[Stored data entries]
════════
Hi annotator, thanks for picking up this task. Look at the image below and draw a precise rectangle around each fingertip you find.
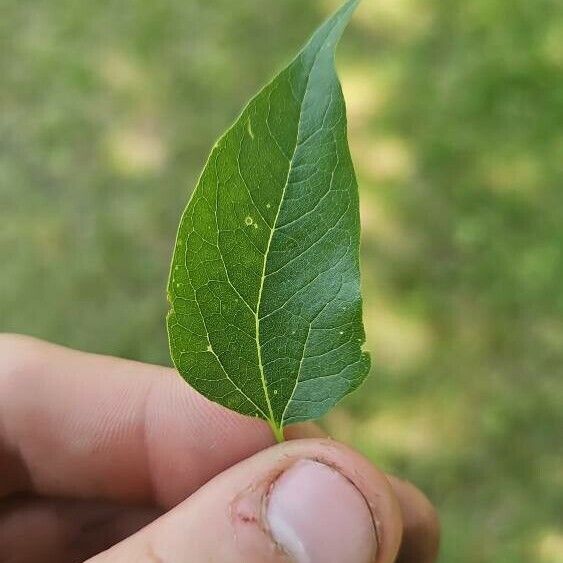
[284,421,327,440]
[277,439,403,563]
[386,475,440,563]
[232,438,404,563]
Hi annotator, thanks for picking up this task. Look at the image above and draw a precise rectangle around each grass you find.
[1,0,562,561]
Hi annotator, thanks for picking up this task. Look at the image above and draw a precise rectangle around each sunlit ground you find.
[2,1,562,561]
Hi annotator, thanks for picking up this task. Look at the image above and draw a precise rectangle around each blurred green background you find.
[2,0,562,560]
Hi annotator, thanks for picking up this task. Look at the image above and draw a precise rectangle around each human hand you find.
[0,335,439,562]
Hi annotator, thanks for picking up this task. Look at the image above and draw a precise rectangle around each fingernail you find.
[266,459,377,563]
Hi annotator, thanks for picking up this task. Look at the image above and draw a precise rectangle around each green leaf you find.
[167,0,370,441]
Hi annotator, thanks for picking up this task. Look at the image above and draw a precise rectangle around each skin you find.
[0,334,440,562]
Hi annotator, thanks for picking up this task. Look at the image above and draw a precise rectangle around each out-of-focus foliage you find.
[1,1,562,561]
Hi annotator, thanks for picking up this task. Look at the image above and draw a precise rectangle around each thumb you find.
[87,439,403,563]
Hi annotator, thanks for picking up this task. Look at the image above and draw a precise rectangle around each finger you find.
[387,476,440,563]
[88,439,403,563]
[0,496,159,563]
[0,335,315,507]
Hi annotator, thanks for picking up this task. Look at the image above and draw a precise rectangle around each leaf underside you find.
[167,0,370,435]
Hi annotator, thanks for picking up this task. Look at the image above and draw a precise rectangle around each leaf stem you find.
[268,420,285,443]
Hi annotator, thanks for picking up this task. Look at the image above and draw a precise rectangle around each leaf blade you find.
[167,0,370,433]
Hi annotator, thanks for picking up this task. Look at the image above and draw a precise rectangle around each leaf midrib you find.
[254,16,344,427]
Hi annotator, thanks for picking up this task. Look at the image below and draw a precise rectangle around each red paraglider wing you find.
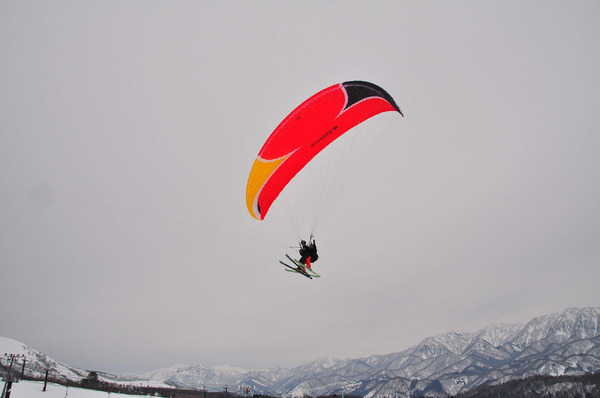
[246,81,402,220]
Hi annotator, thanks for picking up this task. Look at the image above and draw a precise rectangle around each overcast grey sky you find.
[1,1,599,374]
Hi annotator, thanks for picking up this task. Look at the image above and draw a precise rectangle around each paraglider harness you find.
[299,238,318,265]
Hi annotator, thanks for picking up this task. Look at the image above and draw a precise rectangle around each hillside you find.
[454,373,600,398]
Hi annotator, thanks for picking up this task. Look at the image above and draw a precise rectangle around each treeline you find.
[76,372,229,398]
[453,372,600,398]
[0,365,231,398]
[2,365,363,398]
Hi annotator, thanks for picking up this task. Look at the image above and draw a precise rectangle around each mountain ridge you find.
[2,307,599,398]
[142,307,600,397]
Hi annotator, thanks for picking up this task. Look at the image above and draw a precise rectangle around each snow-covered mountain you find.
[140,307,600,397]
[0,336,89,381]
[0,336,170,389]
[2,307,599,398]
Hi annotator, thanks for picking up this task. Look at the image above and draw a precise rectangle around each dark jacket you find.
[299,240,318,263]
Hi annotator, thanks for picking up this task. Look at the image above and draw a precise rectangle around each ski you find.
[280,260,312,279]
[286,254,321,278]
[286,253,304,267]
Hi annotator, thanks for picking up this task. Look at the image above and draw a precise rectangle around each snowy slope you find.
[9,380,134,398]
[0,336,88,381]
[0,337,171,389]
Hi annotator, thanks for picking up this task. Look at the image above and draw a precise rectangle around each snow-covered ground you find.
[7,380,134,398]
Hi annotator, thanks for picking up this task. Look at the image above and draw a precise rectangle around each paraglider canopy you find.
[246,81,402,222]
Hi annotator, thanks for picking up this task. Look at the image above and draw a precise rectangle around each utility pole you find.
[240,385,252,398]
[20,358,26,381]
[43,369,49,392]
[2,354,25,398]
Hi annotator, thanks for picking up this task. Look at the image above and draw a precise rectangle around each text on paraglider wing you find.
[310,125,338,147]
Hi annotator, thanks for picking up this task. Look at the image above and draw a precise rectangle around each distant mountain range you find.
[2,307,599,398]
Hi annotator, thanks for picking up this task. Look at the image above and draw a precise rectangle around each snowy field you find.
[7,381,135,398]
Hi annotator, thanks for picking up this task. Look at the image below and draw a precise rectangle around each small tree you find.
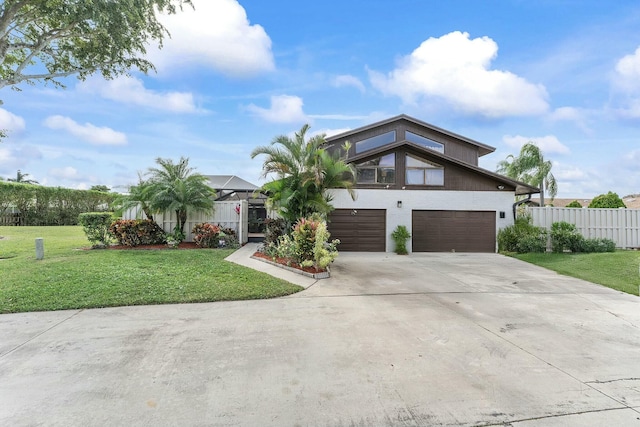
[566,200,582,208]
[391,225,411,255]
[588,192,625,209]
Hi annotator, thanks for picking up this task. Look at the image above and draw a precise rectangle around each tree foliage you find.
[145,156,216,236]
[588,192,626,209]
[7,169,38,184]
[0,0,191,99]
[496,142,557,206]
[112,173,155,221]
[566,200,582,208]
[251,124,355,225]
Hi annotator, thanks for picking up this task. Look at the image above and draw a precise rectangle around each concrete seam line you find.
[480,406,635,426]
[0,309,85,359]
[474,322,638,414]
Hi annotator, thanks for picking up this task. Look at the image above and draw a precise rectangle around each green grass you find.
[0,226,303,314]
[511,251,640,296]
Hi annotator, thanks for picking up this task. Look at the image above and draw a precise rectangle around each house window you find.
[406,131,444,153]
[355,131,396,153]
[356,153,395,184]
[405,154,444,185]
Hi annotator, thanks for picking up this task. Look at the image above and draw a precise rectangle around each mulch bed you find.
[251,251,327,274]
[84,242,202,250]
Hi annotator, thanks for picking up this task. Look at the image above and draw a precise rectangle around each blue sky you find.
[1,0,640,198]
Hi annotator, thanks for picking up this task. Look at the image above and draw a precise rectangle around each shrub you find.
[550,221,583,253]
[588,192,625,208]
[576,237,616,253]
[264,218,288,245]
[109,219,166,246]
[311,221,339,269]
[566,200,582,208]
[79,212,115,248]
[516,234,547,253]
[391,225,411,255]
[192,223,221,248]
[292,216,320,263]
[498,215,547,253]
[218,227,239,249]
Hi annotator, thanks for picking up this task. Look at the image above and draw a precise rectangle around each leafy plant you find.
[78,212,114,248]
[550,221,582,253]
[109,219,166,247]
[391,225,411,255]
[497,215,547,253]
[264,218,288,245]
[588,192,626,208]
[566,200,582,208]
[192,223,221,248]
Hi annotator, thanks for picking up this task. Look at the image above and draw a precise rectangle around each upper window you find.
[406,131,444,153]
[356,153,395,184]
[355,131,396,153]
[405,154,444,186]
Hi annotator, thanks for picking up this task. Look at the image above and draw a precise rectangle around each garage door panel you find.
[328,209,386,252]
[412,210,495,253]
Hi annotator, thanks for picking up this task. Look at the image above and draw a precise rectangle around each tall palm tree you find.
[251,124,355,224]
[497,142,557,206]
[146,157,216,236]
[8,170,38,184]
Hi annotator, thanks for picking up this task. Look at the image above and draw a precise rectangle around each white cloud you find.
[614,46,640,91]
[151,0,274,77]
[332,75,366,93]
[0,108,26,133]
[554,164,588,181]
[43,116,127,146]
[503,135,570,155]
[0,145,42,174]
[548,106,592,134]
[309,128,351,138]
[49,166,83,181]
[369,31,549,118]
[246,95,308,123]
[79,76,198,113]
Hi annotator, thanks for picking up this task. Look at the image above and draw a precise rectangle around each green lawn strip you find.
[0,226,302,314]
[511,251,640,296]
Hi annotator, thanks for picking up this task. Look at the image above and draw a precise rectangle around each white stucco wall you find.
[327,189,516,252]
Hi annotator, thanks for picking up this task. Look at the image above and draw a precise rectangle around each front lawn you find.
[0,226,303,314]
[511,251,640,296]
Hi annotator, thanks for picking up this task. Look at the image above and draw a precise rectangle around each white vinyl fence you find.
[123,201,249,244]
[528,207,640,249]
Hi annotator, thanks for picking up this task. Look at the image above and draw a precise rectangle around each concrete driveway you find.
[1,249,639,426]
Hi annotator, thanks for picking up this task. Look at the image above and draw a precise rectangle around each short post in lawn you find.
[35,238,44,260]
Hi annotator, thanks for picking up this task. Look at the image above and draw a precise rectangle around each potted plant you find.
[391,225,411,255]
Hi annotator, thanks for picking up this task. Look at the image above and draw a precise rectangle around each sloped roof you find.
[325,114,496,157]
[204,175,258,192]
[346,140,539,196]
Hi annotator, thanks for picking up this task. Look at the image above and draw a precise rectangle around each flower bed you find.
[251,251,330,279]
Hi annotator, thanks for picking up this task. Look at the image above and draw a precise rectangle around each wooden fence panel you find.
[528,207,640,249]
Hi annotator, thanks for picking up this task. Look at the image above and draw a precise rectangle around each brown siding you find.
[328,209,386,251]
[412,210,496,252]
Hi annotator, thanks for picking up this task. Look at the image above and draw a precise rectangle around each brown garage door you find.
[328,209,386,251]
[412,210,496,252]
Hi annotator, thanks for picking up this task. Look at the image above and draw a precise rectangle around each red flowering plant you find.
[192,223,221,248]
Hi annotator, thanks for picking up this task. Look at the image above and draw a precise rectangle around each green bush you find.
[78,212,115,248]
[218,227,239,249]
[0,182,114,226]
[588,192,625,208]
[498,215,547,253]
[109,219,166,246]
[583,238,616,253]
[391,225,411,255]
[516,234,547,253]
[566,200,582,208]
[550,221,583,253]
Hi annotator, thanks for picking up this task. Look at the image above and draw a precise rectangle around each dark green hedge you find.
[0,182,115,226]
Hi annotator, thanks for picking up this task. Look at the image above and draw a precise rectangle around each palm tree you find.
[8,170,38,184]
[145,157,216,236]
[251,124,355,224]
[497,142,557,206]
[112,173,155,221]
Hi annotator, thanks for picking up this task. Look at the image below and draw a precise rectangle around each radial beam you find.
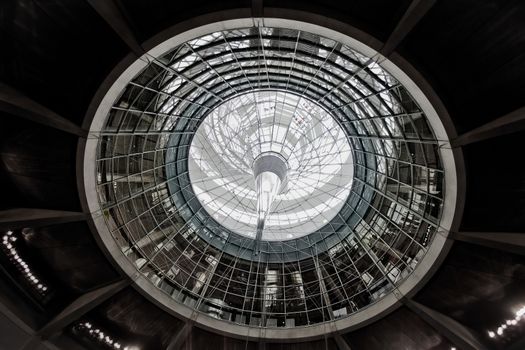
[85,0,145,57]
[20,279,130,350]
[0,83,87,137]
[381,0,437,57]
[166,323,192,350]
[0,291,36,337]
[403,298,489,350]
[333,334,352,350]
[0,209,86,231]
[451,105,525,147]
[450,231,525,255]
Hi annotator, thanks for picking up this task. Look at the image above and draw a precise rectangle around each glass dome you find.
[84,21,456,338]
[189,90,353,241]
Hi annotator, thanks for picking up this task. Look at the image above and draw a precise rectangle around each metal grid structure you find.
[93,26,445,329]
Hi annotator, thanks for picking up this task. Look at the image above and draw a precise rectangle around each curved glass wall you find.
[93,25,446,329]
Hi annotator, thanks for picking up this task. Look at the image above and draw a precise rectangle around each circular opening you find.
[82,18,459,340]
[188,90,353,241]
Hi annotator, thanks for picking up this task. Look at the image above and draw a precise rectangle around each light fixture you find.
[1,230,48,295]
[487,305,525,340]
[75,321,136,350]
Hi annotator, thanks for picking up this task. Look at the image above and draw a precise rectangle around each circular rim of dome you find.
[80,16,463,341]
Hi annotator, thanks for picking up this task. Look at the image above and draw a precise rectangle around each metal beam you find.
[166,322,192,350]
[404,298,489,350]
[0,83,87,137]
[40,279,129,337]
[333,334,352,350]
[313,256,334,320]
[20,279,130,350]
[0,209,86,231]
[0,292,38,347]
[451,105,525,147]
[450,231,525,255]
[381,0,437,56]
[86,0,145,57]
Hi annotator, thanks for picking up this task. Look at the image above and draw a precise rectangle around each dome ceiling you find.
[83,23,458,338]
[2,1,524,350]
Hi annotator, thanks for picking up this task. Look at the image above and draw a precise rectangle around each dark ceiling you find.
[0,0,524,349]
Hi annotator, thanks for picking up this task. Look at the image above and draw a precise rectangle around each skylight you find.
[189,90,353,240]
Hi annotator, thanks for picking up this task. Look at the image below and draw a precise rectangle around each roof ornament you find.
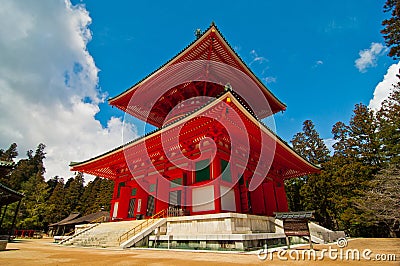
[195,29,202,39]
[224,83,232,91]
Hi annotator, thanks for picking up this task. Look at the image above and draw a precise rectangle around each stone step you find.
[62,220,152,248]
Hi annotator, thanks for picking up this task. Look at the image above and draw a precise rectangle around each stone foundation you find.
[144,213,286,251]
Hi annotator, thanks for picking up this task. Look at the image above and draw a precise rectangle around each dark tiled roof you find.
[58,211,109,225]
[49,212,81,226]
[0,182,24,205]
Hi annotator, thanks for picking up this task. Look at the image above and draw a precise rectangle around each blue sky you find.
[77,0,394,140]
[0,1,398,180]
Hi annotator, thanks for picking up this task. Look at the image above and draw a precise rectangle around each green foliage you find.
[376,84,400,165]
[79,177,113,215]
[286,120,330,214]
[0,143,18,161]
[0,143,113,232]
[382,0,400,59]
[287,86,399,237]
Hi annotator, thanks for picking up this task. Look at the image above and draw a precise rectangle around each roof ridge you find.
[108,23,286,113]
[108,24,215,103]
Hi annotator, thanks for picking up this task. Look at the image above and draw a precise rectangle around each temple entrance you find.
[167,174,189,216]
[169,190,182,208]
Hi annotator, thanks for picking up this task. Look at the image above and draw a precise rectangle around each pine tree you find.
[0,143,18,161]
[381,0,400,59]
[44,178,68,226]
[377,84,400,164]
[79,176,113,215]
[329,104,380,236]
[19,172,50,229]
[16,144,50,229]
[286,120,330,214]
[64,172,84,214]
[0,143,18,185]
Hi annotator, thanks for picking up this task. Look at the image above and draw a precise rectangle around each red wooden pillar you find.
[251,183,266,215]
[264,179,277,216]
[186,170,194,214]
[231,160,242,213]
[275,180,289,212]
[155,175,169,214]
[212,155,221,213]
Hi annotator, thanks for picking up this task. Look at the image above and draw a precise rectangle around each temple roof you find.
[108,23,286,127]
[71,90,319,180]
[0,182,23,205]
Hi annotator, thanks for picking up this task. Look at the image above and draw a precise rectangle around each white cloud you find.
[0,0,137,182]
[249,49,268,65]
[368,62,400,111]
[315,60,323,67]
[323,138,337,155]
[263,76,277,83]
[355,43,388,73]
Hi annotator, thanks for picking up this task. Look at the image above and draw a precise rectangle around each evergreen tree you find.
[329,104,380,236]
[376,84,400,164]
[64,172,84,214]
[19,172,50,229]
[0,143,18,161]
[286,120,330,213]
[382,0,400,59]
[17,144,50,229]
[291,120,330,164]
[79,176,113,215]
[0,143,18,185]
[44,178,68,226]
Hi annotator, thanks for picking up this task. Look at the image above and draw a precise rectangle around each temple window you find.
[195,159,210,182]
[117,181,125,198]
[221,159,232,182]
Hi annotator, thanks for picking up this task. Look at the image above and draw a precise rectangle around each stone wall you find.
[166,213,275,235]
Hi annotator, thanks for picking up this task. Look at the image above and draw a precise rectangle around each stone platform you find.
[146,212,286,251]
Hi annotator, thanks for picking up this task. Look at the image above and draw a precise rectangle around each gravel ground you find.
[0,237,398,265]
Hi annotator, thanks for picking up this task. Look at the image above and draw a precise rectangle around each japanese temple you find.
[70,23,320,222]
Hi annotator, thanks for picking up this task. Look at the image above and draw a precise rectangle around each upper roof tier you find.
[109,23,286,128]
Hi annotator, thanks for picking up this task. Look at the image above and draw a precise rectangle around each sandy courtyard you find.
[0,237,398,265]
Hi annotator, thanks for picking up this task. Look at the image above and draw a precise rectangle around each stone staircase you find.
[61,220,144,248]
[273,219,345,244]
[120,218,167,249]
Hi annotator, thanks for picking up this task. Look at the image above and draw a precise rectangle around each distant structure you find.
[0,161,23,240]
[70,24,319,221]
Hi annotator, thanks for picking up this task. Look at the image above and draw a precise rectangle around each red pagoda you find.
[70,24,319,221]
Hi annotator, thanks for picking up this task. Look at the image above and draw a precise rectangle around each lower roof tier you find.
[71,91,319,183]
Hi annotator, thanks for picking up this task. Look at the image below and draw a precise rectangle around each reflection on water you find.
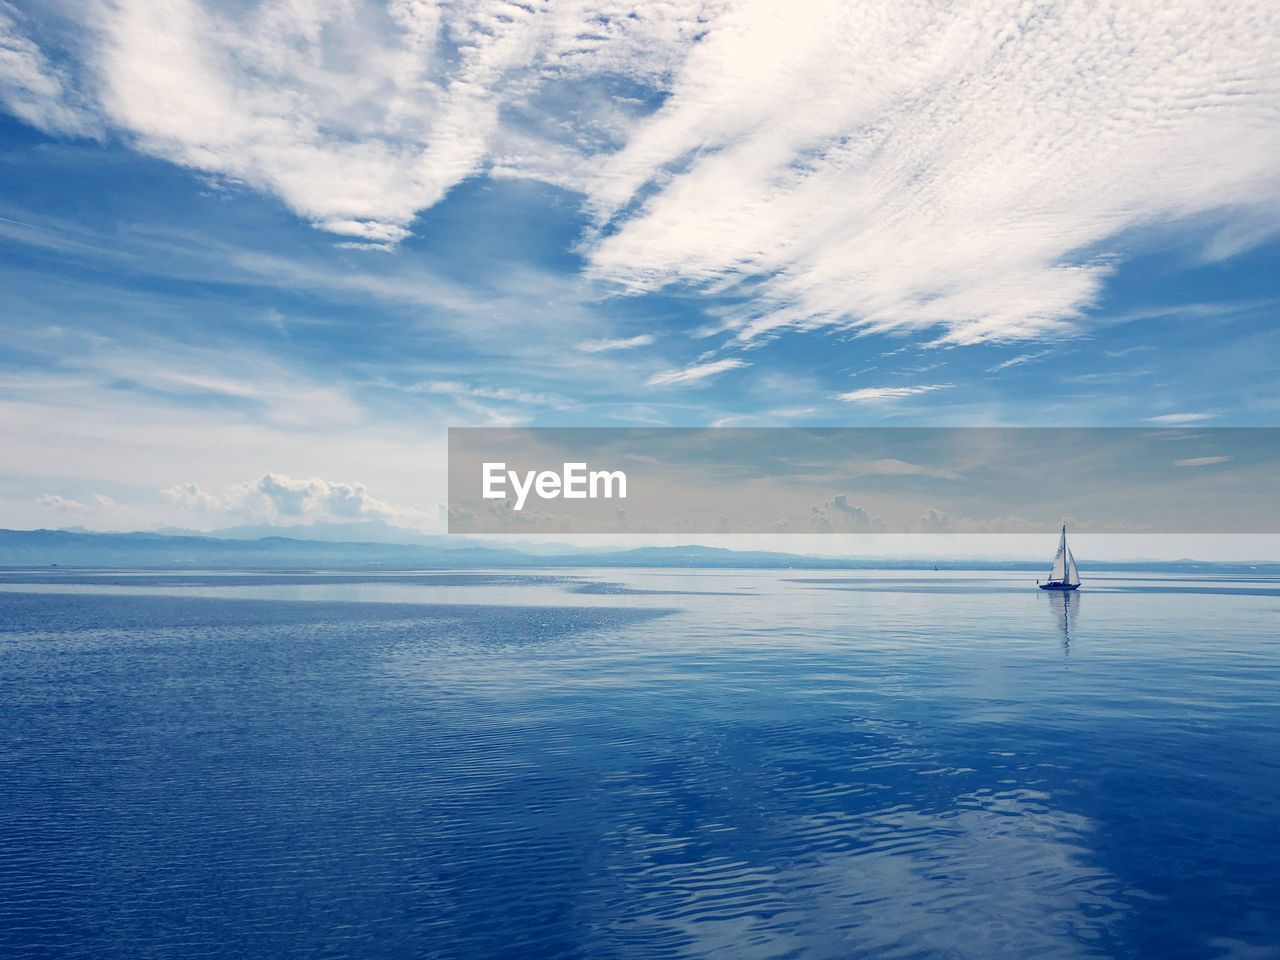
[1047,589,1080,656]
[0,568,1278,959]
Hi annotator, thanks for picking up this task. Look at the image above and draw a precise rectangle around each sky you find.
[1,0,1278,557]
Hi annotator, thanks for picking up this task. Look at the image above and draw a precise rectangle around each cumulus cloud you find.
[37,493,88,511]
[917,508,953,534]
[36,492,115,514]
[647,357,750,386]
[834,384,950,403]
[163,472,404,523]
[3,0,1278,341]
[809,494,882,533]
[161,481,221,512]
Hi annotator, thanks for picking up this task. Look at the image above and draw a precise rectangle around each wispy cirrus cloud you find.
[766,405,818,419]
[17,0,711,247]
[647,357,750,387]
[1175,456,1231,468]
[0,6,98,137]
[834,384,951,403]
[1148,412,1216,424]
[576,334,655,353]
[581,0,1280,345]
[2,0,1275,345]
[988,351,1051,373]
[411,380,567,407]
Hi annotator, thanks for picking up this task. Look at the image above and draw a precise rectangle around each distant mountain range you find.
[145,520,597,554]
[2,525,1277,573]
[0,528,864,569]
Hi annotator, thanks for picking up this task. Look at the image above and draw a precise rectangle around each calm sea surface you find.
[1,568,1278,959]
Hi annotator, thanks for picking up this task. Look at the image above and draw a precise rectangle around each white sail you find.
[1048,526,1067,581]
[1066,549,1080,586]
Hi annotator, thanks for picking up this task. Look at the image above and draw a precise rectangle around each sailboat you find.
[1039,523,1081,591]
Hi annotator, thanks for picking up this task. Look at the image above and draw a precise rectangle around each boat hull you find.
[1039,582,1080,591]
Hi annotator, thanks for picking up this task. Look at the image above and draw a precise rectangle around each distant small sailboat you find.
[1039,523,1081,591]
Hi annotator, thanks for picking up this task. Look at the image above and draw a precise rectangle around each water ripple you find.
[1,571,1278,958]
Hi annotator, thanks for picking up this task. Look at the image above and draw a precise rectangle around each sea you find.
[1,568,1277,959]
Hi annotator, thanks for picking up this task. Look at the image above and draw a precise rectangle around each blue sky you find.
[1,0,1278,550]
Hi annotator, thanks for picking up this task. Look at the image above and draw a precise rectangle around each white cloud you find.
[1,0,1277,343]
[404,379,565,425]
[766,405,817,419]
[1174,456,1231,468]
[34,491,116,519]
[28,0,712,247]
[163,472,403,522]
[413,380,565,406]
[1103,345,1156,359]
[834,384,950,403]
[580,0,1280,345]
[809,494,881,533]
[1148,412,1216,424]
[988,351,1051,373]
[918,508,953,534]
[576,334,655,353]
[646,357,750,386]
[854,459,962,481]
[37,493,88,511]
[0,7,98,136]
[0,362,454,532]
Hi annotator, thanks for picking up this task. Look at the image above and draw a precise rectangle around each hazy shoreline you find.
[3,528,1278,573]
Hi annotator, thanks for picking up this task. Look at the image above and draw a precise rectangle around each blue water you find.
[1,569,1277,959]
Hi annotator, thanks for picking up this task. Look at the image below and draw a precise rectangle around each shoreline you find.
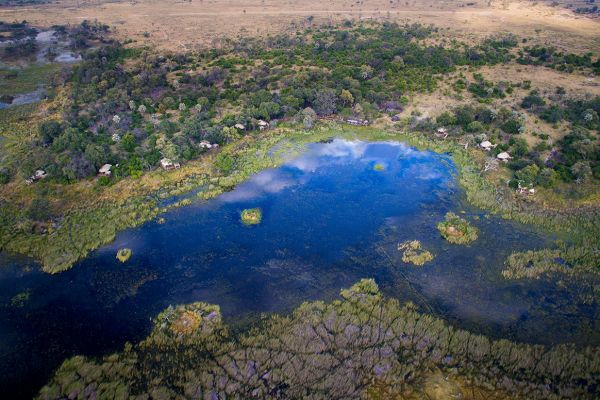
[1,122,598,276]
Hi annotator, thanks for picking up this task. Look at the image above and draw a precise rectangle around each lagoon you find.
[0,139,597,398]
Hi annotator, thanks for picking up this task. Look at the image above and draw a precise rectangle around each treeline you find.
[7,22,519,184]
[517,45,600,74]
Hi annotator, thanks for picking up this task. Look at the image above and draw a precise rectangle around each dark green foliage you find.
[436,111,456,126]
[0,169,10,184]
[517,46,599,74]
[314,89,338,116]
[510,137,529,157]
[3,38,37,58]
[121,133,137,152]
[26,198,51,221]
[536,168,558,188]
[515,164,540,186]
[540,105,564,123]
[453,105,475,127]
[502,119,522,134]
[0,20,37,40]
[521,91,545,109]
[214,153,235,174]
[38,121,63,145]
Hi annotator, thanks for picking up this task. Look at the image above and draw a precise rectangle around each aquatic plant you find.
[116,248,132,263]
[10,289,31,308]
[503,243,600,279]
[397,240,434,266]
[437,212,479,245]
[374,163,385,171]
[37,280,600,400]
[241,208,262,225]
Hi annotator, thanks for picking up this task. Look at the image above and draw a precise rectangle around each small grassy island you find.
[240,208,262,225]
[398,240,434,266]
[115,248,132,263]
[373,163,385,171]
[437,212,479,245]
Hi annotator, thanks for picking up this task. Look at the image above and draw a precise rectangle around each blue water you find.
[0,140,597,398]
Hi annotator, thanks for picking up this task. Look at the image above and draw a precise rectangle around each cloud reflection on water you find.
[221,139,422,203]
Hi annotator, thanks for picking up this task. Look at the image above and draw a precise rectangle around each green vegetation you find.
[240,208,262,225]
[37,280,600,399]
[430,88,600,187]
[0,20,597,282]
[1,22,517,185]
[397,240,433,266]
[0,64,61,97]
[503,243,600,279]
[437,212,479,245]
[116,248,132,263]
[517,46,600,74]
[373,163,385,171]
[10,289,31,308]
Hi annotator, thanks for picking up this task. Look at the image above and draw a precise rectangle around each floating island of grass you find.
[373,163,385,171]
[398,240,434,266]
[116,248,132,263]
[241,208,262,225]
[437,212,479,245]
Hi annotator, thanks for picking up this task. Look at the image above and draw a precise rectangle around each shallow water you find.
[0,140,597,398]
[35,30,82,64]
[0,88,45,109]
════════
Directions:
Reproduce without change every line of the entries above, from the one containing "aquatic plant you find." through the last.

Your solution:
Hi annotator, thanks for picking up this task. Look at the image above and draw a precise rectangle around each aquatic plant you find.
[116,248,132,263]
[10,289,31,308]
[503,243,600,279]
[397,240,434,266]
[437,212,479,245]
[374,163,385,171]
[37,280,600,400]
[241,208,262,225]
Hi annotator, thanks for picking up this task. Look at the image above and draw a precise rectangle around each small grassy island you find.
[240,208,262,225]
[398,240,434,266]
[115,248,132,263]
[373,163,385,171]
[437,212,479,245]
Hi annotator, thanks for picking up this task. Look at the image above and draw a precise rectangle around each blue water you find.
[0,140,597,398]
Hi annotator, thanks for picking up this task. Look at the image above and draw a precise rectangle around each cloud reflection on water you find.
[221,139,422,203]
Hi annotator, thanks for picking up this task. Look at the image above and draw a precise rectangle around each green vegetation you find.
[240,208,262,225]
[37,280,600,399]
[430,88,600,187]
[0,20,597,282]
[1,22,517,185]
[397,240,433,266]
[0,64,61,97]
[503,243,600,279]
[437,212,479,245]
[116,248,132,263]
[517,46,600,74]
[373,163,385,171]
[10,289,31,308]
Hi annotator, thanks for picking up this task. Look at the image above and draw a precise rectangle around each floating island of grass you find.
[373,163,385,171]
[398,240,434,266]
[116,248,132,263]
[241,208,262,225]
[437,212,479,245]
Hi annotator, thanks for picking up this task. Look at the image above and draw a precise rectangle around each shallow water you find.
[0,140,597,398]
[35,30,82,64]
[0,88,45,109]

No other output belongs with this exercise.